WORK REQUEST 1:
Answer these questions using the shoulder dystocia text:
(a) How often does shoulder dystocia occur?
(b) How should macrosomic babies be delivered?
(c) Who should be called urgently once shoulder dystocia occurs?
WORK REQUEST 2: Continue the shoulder dystocia text from the point where it stops.

TEXT:
The living newborn should be referred for shunt operation to drain the cerebral ventricles into the jugular vein or right atrium.

SHOULDER DYSTOCIA

Definition

It is a difficulty in shoulder delivery.

Incidence

About 0.5% of deliveries.

Causes

  • Large shoulders which may be due to:
    • Maternal obesity.
    • Diabetic mothers.  
    • Post-term pregnancy.
    • Anencephaly.
  •   Failure of shoulder rotation.
  •   Contracted and platypelloid pelvis.

Prediction

  • Presence of risk factors of macrosomia (see before).
  • Ultrasonographic assessment of foetal weight.

Clinical Picture

  • The head is delivered and the chin is applied firmly against the perineum.
  • There is no further progress in spite of gentle traction on the head.

Management

Prophylaxis

Proper antenatal care particularly for high risk mothers as diabetics.

Antepartum assessment of foetal weight: macrosomic babies should be delivered by caesarean section.

Shoulder dystocia

Calling urgently an anaesthetist and paediatrician.

The following methods are used in a rapid succession when the previous one failed:

  • Rotation of the anterior shoulder: if unrotated by fingers transvaginally to bring it in the antero - posterior diameter.

PROVIDED DATA:

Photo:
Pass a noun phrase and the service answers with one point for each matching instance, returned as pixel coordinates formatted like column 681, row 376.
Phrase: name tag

RESPONSE 1:
(a) It occurs in about 0.5% of deliveries.
(b) They should be delivered by cesarean section.
(c) An anesthetist and a pediatrician should be called urgently.

RESPONSE 2:
  • Generous episiotomy + gentle downward traction + suprapubic pressure by an assistant obliquely to flex the anterior shoulder against the foetal chest.
  • Mc Roberts' manoeuvre: It is sharp flexion of the maternal thighs against her abdomen. This can free the shoulders by:
    • backward displacement of the sacral promontory.
    • upward displacement of the symphysis pubis.
    • Decrease the inclination of the pelvic inlet.
    • Decrease in lumbar lordosis.
  • Woods screw manoeuvre:
    • Woods (1943) described this manoeuvre to rotate the foetus as a screw between the resisted promontory and symphysis.
    • Two fingers of the right hand is pressing from the posterior aspect of the posterior shoulder to rotate it 180o anteriorly where it escapes from below the symphysis.
    • The left hand is placed on the mother’s abdomen and assists this rotation by pressing on the foetal buttock in the same direction of rotation.
  • Extraction of the posterior arm: by pressing with 2 fingers against the cubital fossa to sweep the posterior arm in front of the chest and deliver it giving space for the anterior shoulder to escape from below the symphysis.This is aided by suprapubic pressure.
  • Zavanelli manoeuvre (cephalic replacement):
    • Prepare for caesarean section.
    • Subcutaneous terbutaline (tocolytic) is given to relax the uterus.
    • Rotate the head manually to the antero-posterior diameter (pre-restitution position).
    • Flex the head and press on it firmly and constantly to replace it intravaginally where it is supported by an assistant.
    • Immediate caesarean section is performed.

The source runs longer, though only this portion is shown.